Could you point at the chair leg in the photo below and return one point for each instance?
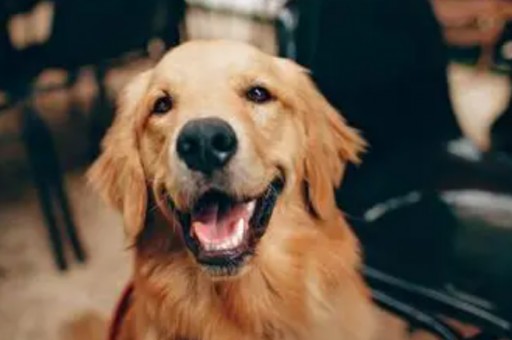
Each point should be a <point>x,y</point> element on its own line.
<point>101,115</point>
<point>69,224</point>
<point>40,150</point>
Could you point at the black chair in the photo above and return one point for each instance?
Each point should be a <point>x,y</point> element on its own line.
<point>383,64</point>
<point>84,33</point>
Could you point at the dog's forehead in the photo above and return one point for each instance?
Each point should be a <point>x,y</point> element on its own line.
<point>210,59</point>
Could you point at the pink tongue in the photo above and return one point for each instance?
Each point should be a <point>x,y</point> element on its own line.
<point>208,226</point>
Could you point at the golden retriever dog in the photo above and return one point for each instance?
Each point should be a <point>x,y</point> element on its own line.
<point>223,161</point>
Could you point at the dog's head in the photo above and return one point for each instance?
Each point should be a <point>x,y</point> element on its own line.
<point>220,134</point>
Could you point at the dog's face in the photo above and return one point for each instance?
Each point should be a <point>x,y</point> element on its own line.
<point>221,133</point>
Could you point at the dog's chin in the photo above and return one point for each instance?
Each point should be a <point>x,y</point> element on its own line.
<point>222,231</point>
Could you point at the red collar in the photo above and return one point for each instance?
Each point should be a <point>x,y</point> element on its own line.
<point>120,312</point>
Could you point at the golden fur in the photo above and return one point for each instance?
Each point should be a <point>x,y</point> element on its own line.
<point>303,282</point>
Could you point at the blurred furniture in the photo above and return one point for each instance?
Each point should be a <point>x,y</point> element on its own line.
<point>83,33</point>
<point>477,28</point>
<point>433,255</point>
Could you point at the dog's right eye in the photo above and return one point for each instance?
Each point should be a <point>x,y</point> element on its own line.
<point>162,105</point>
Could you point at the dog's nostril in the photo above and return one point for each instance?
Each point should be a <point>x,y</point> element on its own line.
<point>223,142</point>
<point>188,146</point>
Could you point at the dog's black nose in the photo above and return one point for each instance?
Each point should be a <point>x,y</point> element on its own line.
<point>206,144</point>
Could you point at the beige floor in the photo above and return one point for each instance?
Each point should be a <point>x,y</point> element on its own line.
<point>36,300</point>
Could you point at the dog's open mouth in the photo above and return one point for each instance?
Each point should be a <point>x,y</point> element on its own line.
<point>223,231</point>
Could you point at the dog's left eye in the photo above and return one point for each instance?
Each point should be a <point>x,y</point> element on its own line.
<point>162,105</point>
<point>258,94</point>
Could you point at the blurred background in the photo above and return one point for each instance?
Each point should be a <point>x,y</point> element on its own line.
<point>427,82</point>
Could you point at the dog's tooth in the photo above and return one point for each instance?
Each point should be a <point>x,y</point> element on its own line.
<point>250,207</point>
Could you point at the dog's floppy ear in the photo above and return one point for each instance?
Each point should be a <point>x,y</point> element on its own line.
<point>118,174</point>
<point>330,144</point>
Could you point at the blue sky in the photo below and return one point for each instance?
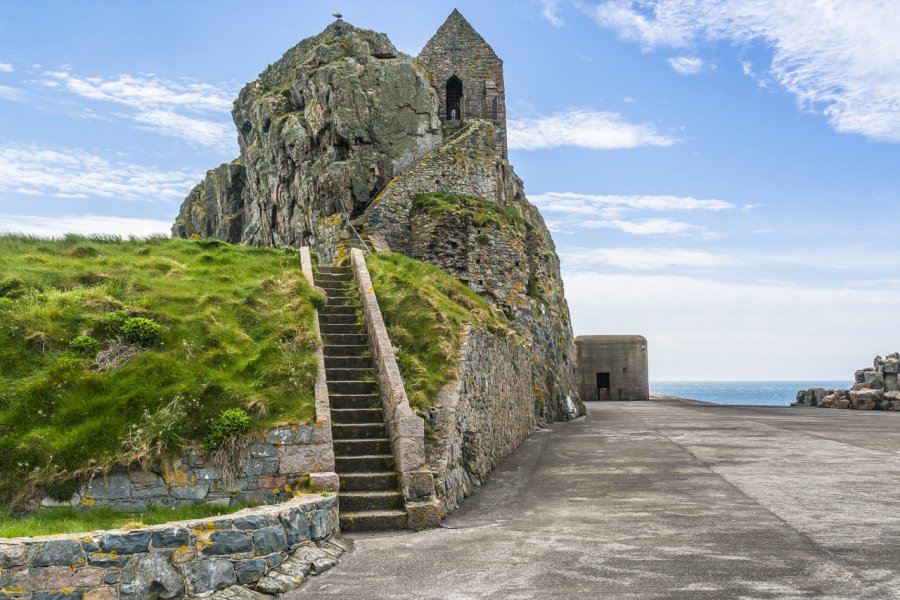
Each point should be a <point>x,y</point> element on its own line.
<point>720,177</point>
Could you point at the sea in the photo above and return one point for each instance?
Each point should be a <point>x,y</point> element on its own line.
<point>761,393</point>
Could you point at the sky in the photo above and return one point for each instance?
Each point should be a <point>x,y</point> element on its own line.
<point>720,177</point>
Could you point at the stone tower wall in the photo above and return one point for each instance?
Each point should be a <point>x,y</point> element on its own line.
<point>457,49</point>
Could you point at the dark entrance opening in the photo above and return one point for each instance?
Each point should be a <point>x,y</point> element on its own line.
<point>602,386</point>
<point>454,99</point>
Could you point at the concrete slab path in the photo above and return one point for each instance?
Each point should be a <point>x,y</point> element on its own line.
<point>661,499</point>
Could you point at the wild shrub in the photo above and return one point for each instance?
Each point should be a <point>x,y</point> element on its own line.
<point>230,424</point>
<point>141,330</point>
<point>85,345</point>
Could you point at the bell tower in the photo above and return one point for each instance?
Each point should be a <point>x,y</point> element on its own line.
<point>467,75</point>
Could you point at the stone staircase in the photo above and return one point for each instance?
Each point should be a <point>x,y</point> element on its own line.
<point>369,496</point>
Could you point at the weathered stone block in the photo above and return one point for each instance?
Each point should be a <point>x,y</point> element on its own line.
<point>127,543</point>
<point>190,492</point>
<point>58,553</point>
<point>150,576</point>
<point>297,525</point>
<point>171,537</point>
<point>209,575</point>
<point>262,451</point>
<point>115,486</point>
<point>260,466</point>
<point>250,571</point>
<point>229,542</point>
....
*Work task*
The lines to copy are those in the records above containing the word "below".

*Answer box*
Could you point at the chair leg in the photo below and return one point for each instance?
Could you point at the blue sky in the photo below and return one point for each instance?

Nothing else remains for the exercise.